====== Data records ======

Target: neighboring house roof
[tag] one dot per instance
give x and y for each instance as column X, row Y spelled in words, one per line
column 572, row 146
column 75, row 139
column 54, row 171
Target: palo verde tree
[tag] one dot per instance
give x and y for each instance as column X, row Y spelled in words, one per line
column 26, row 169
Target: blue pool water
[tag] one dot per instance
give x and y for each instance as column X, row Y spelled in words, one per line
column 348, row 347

======
====== Data records ======

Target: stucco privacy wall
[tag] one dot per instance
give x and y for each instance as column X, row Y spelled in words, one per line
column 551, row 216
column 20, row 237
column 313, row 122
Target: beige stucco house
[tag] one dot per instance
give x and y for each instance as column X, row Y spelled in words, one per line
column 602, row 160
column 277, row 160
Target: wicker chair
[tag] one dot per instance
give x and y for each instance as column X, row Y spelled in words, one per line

======
====== Data records ======

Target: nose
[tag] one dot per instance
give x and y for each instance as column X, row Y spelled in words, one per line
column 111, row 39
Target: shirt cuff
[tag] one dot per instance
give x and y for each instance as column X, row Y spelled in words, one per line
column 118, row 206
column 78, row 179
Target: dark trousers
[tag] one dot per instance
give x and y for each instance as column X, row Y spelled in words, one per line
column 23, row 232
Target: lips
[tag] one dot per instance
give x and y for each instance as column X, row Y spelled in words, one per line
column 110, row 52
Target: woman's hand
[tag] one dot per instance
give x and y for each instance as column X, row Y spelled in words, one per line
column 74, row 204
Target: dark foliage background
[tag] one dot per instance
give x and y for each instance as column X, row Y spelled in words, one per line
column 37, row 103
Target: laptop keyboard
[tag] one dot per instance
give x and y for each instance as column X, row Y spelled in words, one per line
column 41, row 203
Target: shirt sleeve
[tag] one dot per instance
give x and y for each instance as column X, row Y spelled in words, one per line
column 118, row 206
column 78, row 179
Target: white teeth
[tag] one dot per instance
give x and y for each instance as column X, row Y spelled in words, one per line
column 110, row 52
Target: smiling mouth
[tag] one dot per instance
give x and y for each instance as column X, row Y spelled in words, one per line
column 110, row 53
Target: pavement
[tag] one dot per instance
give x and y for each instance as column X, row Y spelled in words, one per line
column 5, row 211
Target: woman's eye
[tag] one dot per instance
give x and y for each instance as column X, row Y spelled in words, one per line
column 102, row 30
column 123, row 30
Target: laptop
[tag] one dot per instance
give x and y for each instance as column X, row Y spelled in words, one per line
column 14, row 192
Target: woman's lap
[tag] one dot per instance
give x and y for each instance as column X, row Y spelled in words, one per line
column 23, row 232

======

Using the records above, filter out every line that lacks the string "house" and copy the rest.

▶ [Task result]
Target: neighboring house roof
Target: beige stucco house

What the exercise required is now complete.